[Tasks to carry out]
A. According to the passage on the St. Charles City Bakery, in what year was the building listed on the National Register of Historic Places?
B. List every year mentioned in the passage on the St. Charles City Bakery.
C. Write the next part of the passage on the St. Charles City Bakery, picking up after its last sentence.

[Text segment]
★ ★ ★ ★

The St. Charles City Bakery is a historic commercial building constructed in St. Charles, Minnesota, United States, in 1876. It was listed on the National Register of Historic Places in 1984 for its local significance in the theme of commerce. It was nominated for being the last remnant of St. Charles' original business district, which was lost to an 1891 fire and relocation to a more central, trackside location.

==Description==
The St. Charles City Bakery is a two-story brick building with a footprint of 20 by 40 ft. It stands on a limestone basement. The semicircular arches over the windows and doors are characteristic of Italianate architecture, a popular style at the time of its construction.

The principle façade, facing west, has a central entryway flanked by a symmetrical window on either side. Wood panels under the two windows complement the paneling of the double doors. All three apertures are topped by semicircular windows set into brick arches and divided into four equal wedges by muntins. A belt course between the first and second floors and a cornice at the roofline bring some low-relief decoration to the otherwise plain façade.

The building originally had exposed red brick, but the walls have since been painted over. A wooden stairway on the north side, leading up to a second-floor entry at what was once just a window, is also a later addition. A one-story wing of concrete block was added to the south in 1913. This was later removed and then replaced with a metal shed.

★ ★ ★ ★

[Given records]
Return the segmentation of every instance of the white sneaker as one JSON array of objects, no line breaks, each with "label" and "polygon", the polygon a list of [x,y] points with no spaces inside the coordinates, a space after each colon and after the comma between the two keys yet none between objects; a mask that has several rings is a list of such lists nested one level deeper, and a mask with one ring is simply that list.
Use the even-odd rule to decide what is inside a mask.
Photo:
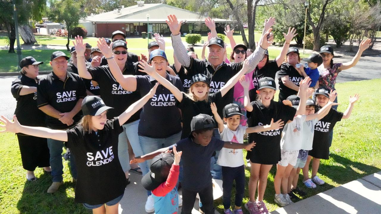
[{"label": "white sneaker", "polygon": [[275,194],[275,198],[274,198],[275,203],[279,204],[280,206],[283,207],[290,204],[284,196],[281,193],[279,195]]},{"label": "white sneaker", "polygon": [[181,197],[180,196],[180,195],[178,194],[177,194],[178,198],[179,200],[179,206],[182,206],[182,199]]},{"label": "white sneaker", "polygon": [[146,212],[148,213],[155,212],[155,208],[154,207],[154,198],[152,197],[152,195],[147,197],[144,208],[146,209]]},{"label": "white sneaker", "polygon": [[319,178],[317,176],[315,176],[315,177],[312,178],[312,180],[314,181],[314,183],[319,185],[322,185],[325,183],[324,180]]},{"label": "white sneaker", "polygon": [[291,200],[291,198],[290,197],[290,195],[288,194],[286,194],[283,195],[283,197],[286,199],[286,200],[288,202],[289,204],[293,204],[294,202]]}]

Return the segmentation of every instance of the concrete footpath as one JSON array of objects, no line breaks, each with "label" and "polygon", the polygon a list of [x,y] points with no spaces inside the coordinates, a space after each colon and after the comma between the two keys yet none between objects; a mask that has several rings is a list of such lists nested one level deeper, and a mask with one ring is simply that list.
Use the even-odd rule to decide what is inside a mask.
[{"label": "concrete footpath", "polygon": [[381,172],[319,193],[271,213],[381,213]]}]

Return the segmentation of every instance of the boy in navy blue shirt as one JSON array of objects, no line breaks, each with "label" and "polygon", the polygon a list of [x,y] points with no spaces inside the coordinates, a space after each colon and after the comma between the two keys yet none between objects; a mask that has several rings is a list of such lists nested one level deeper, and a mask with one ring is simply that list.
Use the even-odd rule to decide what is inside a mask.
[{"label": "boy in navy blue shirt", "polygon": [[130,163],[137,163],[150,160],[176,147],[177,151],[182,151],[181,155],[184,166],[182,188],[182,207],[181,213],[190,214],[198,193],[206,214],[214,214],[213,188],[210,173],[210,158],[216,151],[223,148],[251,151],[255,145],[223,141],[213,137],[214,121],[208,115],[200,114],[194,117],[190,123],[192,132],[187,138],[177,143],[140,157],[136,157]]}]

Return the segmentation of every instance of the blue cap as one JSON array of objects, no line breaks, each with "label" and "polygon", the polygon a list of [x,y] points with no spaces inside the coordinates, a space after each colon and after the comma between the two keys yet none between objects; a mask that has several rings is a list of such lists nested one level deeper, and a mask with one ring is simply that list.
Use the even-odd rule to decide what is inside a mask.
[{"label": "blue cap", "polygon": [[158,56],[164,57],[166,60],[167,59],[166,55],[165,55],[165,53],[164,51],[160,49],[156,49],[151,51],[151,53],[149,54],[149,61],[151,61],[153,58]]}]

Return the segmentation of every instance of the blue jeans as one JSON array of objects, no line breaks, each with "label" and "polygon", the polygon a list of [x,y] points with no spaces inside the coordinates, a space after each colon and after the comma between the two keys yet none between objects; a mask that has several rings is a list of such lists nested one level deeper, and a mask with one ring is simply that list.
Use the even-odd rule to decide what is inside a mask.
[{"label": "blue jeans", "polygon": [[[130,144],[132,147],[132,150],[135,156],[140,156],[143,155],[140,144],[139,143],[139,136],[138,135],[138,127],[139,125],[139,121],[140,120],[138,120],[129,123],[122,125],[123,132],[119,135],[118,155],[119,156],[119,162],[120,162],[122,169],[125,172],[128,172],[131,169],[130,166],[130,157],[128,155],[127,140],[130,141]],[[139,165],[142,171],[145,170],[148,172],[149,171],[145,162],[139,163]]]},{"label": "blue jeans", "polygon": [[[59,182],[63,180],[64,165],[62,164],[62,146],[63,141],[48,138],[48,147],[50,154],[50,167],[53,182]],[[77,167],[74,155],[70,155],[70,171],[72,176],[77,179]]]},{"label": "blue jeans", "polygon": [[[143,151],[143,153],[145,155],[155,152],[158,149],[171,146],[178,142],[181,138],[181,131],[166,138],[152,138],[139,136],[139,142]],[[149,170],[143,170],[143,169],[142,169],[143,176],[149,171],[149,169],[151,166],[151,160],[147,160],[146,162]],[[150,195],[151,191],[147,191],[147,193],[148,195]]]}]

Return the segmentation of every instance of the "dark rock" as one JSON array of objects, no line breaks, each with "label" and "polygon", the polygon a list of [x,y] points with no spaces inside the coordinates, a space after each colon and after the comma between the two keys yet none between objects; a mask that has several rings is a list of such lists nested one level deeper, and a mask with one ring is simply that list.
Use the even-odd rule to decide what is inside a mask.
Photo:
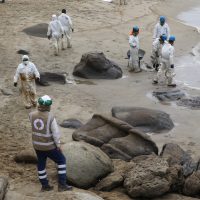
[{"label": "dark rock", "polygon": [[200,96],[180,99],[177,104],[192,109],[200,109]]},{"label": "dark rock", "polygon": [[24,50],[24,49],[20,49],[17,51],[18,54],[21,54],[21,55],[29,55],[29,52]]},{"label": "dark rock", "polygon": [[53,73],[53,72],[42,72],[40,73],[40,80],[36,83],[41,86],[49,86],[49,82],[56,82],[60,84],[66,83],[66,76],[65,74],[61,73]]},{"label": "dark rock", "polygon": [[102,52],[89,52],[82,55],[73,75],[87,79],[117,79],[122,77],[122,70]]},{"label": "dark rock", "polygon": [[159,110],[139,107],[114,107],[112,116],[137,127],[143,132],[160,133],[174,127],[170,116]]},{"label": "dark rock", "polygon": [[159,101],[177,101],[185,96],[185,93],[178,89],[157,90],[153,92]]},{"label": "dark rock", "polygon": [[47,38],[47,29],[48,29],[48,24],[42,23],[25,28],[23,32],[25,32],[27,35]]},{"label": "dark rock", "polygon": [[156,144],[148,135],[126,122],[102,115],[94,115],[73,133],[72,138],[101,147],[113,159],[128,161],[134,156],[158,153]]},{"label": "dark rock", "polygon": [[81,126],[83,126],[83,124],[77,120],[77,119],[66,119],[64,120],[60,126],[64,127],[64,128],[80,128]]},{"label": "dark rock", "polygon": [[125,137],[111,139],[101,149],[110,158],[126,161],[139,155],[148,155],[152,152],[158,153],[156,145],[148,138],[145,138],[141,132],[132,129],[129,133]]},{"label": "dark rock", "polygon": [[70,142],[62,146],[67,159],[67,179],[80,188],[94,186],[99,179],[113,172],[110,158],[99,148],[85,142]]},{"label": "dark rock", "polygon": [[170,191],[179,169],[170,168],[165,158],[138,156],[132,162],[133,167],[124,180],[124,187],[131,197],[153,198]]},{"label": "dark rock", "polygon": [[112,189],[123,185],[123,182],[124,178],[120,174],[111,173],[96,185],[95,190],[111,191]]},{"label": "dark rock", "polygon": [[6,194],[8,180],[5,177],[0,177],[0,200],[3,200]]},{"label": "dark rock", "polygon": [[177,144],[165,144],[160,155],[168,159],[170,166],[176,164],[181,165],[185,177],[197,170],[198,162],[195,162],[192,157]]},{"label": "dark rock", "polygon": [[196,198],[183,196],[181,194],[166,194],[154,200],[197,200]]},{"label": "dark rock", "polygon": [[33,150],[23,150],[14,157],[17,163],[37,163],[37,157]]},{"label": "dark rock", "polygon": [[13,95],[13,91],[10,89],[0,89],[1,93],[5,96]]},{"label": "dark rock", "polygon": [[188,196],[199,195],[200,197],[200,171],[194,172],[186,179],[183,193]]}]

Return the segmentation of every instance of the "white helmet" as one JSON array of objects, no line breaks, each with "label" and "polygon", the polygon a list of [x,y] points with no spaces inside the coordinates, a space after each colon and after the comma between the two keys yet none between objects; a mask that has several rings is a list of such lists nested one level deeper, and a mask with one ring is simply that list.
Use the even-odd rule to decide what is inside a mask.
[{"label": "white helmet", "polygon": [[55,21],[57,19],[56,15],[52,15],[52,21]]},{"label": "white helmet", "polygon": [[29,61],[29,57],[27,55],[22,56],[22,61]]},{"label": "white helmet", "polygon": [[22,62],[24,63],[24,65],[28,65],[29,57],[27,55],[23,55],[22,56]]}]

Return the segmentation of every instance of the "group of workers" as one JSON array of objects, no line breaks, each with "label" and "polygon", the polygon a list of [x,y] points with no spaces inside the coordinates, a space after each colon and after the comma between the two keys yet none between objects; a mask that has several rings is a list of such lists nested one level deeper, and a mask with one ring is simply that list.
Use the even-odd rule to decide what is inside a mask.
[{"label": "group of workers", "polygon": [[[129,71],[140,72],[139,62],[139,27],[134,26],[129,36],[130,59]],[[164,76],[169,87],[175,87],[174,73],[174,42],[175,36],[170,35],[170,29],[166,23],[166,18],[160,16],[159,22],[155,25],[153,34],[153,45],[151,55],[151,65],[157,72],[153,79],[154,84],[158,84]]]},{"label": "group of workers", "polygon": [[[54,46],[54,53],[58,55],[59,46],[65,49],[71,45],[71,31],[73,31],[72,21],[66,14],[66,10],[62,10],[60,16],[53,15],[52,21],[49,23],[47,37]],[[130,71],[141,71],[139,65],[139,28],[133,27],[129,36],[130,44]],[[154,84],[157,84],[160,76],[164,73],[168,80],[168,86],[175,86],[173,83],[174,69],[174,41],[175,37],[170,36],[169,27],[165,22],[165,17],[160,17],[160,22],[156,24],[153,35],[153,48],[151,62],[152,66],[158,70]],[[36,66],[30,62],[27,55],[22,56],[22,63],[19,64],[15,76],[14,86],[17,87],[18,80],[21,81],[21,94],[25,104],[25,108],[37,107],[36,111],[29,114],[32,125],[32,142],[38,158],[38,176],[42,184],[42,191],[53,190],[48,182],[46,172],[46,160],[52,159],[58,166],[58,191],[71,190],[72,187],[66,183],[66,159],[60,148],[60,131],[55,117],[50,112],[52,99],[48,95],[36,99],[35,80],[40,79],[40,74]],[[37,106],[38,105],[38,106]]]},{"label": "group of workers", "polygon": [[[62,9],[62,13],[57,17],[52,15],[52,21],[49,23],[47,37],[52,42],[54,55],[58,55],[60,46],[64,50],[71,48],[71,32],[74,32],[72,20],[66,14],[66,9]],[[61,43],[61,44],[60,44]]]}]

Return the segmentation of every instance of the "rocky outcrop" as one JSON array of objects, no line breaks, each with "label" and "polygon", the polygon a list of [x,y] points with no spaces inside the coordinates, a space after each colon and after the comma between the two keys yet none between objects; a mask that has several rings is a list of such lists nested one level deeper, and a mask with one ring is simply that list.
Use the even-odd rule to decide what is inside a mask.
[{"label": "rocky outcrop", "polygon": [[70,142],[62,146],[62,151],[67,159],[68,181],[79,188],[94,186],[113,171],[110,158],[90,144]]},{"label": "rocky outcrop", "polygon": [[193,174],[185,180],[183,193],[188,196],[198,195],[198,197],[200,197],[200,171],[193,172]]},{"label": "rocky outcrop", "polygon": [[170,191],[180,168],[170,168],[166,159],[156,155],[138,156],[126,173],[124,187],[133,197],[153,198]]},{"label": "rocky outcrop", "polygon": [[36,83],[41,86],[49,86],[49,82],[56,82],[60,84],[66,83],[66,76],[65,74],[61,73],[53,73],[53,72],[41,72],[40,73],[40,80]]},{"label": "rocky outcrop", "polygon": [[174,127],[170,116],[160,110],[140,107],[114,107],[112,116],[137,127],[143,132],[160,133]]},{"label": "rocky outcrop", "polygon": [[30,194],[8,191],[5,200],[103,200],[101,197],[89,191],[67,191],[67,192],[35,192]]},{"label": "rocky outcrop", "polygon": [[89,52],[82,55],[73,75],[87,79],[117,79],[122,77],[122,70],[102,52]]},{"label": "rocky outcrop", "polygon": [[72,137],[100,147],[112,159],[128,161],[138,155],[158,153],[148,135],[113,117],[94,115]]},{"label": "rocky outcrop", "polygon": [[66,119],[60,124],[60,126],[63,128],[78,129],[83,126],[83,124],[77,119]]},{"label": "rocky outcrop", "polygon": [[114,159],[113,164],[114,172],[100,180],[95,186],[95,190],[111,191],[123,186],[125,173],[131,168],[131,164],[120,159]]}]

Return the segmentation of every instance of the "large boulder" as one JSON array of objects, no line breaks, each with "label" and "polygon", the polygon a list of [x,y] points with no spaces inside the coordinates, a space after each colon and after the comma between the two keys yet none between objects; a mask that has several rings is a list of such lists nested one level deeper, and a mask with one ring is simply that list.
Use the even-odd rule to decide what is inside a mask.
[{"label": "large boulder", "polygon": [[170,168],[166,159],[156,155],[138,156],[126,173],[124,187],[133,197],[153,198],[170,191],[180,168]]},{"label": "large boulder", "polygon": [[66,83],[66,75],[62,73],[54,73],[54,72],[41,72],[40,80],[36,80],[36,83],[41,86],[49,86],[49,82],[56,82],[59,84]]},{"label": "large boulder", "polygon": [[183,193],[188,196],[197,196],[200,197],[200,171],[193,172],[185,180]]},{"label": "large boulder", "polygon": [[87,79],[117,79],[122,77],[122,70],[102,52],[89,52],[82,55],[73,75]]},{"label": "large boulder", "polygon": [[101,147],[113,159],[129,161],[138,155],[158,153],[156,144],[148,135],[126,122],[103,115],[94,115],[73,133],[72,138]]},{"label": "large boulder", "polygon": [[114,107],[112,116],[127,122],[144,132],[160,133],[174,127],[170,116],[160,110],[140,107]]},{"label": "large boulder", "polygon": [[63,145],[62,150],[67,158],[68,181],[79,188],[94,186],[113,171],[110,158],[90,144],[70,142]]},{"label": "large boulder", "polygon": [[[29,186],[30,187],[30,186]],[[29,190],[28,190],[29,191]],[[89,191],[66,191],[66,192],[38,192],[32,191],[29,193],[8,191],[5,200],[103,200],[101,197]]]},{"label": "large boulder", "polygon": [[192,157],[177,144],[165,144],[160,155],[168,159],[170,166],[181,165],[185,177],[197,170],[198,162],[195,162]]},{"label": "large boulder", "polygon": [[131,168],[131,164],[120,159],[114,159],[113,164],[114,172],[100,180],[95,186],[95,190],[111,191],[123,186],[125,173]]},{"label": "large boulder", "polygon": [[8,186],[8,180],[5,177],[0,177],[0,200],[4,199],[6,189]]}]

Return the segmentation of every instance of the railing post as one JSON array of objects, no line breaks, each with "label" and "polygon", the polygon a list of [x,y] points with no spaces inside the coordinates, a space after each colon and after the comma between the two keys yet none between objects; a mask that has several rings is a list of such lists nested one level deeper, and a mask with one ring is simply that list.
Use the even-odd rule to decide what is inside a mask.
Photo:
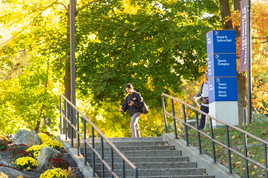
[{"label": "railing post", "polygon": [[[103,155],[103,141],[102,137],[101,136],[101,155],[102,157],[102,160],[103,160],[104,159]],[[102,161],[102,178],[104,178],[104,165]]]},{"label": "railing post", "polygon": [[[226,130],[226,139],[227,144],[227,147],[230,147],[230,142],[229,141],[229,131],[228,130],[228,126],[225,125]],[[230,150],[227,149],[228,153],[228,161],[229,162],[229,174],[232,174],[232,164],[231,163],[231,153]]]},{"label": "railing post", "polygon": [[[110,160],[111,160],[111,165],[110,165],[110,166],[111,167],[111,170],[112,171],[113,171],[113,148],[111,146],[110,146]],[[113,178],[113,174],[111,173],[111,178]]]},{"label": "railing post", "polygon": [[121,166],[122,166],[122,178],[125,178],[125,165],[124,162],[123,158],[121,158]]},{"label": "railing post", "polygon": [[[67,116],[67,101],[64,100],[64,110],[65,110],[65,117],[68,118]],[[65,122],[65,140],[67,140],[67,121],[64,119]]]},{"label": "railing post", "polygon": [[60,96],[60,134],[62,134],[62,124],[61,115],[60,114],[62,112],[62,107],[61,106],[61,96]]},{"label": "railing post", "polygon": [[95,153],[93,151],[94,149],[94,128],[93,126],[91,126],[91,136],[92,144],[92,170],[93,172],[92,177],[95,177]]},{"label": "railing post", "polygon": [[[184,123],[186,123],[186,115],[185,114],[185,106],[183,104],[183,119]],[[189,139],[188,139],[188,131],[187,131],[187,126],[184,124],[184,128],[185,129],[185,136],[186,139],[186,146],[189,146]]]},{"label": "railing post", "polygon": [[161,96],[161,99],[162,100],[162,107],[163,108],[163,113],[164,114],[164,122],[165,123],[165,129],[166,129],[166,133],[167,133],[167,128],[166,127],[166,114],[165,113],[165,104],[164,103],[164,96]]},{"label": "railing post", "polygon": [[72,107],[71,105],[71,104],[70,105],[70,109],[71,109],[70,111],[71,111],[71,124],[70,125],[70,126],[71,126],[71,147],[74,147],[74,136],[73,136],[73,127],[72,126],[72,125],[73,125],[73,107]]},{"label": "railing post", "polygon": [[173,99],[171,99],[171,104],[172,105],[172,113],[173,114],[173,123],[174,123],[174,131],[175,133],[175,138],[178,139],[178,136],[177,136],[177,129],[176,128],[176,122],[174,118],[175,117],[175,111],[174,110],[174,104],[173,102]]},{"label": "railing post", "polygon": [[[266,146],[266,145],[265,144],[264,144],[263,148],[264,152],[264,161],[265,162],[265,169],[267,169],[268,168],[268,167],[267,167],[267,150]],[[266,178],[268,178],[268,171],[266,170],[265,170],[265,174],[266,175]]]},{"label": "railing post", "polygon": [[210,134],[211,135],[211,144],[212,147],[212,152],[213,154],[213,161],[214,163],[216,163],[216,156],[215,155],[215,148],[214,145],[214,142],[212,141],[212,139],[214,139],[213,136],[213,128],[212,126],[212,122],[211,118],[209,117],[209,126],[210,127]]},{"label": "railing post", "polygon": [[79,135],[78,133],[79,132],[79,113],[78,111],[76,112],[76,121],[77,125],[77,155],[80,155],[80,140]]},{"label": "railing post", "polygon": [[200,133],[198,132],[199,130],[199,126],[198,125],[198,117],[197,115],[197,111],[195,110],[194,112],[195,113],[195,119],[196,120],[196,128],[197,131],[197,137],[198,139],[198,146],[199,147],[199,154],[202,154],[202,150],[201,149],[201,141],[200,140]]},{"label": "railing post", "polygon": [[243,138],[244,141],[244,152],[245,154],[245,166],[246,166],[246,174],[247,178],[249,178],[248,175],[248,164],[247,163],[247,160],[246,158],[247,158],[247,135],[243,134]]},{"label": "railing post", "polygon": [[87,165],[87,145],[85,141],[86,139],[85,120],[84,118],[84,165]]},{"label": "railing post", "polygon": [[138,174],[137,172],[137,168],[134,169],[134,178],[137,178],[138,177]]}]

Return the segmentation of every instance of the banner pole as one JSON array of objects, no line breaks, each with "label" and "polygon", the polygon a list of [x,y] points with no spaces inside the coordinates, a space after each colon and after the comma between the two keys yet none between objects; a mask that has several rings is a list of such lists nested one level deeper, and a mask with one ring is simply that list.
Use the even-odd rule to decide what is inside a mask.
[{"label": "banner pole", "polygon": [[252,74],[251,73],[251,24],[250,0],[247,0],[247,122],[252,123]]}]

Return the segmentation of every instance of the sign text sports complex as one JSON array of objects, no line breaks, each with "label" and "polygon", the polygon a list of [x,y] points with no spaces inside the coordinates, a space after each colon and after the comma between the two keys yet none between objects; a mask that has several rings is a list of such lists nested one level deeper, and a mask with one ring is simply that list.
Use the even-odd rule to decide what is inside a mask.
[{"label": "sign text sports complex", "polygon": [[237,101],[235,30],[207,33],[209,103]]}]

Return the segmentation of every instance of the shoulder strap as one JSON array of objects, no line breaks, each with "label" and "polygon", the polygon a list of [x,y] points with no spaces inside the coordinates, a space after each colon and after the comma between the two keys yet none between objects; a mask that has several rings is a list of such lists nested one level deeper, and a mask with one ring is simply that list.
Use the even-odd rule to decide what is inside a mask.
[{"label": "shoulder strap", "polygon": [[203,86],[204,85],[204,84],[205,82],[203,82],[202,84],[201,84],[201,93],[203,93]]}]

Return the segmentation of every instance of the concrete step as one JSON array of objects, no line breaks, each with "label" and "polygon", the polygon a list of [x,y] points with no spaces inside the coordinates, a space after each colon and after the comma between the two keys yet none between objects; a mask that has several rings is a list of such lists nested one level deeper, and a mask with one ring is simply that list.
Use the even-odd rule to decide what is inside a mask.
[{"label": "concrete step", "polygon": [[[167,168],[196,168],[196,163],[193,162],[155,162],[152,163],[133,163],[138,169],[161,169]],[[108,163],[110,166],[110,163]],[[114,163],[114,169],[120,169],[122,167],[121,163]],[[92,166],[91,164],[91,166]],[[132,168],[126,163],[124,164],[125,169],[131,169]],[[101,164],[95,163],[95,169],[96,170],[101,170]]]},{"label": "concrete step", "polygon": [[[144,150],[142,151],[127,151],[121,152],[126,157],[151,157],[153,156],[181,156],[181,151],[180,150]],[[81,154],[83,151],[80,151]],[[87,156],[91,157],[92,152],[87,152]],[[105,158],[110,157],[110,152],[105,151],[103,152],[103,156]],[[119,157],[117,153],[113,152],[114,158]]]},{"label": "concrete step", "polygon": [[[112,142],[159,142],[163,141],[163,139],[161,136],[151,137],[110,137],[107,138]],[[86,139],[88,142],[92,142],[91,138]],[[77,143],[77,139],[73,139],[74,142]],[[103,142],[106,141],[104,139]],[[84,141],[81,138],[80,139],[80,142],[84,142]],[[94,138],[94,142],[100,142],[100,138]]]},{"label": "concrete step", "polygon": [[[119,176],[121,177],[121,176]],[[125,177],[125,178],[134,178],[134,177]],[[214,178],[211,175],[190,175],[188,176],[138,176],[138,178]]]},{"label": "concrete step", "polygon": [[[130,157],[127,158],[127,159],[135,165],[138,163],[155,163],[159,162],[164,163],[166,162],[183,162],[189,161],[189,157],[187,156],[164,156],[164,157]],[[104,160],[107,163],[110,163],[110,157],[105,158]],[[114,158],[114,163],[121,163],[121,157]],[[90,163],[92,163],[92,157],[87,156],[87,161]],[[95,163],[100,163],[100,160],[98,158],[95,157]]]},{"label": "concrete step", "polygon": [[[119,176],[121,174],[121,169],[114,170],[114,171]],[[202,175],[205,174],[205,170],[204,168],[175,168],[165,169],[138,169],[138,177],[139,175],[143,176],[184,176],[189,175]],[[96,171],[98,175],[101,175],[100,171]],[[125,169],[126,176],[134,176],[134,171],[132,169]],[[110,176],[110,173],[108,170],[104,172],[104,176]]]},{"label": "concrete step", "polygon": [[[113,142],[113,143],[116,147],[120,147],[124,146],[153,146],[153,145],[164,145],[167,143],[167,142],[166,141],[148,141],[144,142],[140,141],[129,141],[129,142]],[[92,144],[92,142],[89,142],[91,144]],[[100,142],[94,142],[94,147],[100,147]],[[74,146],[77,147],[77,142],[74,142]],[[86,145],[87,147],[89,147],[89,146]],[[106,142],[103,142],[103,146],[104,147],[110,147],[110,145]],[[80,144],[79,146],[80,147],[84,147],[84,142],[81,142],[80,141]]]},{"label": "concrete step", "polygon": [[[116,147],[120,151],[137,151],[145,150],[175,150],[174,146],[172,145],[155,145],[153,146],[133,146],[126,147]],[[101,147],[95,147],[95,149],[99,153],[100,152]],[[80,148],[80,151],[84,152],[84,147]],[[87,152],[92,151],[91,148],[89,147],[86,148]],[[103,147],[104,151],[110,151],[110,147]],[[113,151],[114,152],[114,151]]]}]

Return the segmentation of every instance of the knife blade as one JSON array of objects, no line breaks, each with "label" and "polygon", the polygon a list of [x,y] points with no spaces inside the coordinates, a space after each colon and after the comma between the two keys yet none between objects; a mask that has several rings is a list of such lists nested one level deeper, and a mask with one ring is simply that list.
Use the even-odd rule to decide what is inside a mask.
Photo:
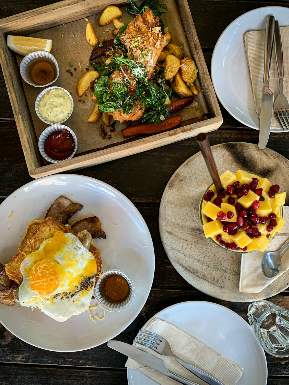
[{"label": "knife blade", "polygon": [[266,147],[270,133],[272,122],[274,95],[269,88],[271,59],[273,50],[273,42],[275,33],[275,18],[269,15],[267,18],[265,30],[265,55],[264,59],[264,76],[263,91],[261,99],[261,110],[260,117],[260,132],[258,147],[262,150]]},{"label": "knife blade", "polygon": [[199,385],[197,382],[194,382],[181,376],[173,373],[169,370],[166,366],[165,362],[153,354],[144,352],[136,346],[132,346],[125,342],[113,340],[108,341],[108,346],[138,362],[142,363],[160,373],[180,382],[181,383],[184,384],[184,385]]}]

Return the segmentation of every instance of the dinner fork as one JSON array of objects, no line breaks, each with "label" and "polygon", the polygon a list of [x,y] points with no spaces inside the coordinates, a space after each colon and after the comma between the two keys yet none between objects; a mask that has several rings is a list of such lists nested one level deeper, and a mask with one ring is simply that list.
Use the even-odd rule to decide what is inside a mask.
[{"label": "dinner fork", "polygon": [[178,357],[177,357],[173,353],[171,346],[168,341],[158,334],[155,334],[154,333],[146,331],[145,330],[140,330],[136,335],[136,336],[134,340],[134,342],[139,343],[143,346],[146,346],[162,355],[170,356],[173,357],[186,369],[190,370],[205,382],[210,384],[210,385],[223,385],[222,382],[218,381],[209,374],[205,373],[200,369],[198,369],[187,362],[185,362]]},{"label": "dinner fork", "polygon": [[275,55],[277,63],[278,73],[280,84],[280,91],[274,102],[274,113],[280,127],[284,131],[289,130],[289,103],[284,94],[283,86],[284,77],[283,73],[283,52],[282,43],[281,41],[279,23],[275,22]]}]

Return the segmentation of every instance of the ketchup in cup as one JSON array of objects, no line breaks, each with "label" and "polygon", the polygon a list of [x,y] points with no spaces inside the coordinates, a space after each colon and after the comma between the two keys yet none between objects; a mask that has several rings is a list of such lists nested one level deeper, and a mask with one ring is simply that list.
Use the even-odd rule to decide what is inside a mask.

★ ★ ★ ★

[Response list]
A. 1984

B. 1876, 1984, 1891, 1913

C.
==History==
The community of St. Charles was platted in 1854 while the town of Chattanooga arose just half a mile (.8 km) to the south. In 1864 the Winona and St. Peter Railroad routed tracks between the two towns. New businesses began appearing along Whitewater Avenue stretching away from both downtowns toward the new tracks. By 1868 the wheat fields between the two communities had disappeared, and Chattanooga formally merged into the city of St. Charles.

The intersection of Whitewater Avenue and 5th Street (then still called Winona Street) continued to form the heart of St. Charles' main business district. In 1876 local baker Frederick Kuebler commissioned Conrad Bohn to construct a new brick building for his bakery on the intersection's southeast corner. The new bakery was an early example of the more-permanent brick and stone buildings that were replacing the community's original wood-frame businesses.

By 1891, Frederick Kuebler's bakery had become the headquarters of the St. Charles Times. On April 26 of that year a major fire destroyed three blocks of downtown St. Charles. The former bakery was one of only two commercial buildings to survive the devastation. Rather than rebuild in what by then had become the north end of town, a new downtown arose three blocks to the south. This location was more central for merged St. Charles and adjacent to the Winona and Southwestern Railway facilities that had been laid down the year before. The Whitewater Avenue Commercial Historic District preserves a row of seven buildings from this new construction. Meanwhile, the commercial beginnings of St. Charles were all but erased. The St. Charles City Bakery building is the only surviving remnant of the original downtown.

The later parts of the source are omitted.